■ **Instructions to follow**
Please rewrite the material below from the line with "of the construction" through the end of the material, requests included. Shift every coordinate in the answers by adding 148 to both the x and y values.

----- Data lines -----

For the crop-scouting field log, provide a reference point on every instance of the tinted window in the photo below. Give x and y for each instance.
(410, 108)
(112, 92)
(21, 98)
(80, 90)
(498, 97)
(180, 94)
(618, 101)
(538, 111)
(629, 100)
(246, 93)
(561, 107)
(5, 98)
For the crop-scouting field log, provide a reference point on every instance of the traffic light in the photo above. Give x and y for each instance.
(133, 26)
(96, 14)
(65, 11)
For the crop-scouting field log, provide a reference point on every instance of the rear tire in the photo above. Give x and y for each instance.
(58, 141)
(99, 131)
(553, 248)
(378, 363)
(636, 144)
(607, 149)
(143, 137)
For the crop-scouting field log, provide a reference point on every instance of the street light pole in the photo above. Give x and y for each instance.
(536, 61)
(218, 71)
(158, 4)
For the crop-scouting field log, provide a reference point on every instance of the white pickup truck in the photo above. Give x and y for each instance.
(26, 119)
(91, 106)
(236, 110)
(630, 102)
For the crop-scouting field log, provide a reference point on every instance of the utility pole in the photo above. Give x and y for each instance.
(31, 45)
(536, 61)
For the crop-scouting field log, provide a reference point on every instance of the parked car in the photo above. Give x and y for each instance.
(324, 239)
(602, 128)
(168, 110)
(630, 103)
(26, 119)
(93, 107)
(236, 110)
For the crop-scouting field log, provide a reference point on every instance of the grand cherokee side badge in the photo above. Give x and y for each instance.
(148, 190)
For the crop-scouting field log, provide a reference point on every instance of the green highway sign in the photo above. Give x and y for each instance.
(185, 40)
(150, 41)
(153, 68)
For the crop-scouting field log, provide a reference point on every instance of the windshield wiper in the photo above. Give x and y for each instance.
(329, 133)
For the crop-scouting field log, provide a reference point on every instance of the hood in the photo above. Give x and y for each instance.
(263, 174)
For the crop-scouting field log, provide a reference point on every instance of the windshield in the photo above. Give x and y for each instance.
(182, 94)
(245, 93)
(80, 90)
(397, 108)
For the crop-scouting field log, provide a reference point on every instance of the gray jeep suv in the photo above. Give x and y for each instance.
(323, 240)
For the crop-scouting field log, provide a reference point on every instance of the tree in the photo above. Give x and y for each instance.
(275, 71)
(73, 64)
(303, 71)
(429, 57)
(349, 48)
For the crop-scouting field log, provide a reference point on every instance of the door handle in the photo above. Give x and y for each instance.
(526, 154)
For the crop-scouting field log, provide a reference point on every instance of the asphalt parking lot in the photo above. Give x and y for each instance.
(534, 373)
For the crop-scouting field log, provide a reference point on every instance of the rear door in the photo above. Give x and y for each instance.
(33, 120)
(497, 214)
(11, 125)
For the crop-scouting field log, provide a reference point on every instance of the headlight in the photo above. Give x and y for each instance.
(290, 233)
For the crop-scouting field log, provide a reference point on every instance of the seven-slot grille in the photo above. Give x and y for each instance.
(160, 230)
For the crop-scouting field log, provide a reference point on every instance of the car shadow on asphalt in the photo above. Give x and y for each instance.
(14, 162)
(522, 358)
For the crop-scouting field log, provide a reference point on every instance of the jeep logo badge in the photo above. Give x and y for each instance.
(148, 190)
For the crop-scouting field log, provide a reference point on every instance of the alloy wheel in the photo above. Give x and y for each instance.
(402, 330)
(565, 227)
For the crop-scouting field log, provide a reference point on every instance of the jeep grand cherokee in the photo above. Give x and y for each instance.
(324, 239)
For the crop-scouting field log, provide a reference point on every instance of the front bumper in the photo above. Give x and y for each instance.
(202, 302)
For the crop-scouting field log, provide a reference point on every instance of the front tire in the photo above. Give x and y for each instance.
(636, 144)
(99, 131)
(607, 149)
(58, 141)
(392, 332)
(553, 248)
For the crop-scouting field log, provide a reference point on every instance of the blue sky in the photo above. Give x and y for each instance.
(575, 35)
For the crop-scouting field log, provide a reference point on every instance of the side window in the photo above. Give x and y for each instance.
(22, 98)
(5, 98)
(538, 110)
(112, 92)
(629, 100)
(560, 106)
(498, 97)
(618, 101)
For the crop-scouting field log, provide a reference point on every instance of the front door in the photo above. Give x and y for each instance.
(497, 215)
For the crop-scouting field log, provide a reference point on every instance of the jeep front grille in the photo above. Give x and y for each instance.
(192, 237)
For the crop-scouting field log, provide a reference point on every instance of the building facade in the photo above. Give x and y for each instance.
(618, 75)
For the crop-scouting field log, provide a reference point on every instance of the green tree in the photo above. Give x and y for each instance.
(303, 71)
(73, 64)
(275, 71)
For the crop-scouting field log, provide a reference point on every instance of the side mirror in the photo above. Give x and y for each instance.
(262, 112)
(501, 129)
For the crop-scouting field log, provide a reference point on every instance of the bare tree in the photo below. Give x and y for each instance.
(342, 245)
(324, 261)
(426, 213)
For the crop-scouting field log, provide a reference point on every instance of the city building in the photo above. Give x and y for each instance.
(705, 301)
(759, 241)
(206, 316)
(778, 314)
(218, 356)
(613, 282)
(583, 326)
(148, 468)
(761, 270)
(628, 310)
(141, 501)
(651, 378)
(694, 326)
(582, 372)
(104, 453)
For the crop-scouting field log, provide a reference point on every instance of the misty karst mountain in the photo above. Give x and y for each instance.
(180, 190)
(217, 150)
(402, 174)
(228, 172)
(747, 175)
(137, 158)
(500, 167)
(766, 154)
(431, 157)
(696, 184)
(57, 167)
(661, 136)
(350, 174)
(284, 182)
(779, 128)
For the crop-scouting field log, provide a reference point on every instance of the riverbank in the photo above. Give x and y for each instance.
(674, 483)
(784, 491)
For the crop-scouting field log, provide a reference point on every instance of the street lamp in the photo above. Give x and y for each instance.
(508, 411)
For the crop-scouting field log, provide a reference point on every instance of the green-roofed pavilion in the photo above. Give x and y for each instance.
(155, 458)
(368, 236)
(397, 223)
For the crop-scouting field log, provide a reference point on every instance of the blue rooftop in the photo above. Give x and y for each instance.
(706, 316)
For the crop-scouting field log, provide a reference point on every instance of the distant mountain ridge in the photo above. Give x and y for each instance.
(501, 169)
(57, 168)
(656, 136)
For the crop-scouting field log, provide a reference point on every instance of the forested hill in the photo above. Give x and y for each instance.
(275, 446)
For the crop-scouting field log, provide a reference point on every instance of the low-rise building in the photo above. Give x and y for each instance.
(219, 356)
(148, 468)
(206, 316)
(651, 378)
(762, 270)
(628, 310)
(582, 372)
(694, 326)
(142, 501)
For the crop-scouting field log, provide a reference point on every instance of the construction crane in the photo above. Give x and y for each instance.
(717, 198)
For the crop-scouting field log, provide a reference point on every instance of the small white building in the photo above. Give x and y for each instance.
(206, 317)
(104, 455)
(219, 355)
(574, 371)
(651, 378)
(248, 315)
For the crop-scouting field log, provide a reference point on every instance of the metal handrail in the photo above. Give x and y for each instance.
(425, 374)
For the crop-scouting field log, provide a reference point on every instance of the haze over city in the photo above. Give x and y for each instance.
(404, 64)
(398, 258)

-----

■ **Worked answer**
For the crop-scouting field log, provide a reference point on every instance of the construction crane in the photo above. Give x and y for each instance.
(865, 346)
For the crop-scouting field log, provide a reference point on every instance of the small white building in the photo above. Give x and y for each instance.
(354, 465)
(252, 603)
(367, 503)
(722, 519)
(799, 526)
(396, 463)
For the crop-scouting field log, provide a reference point on every instance of the metal handrail in the photo above. Give x and y for each instance.
(573, 522)
For the crop-scouting field log, provide a reference point on every instance of the haze over city in the photo above. Give x and y for each instance.
(552, 212)
(546, 406)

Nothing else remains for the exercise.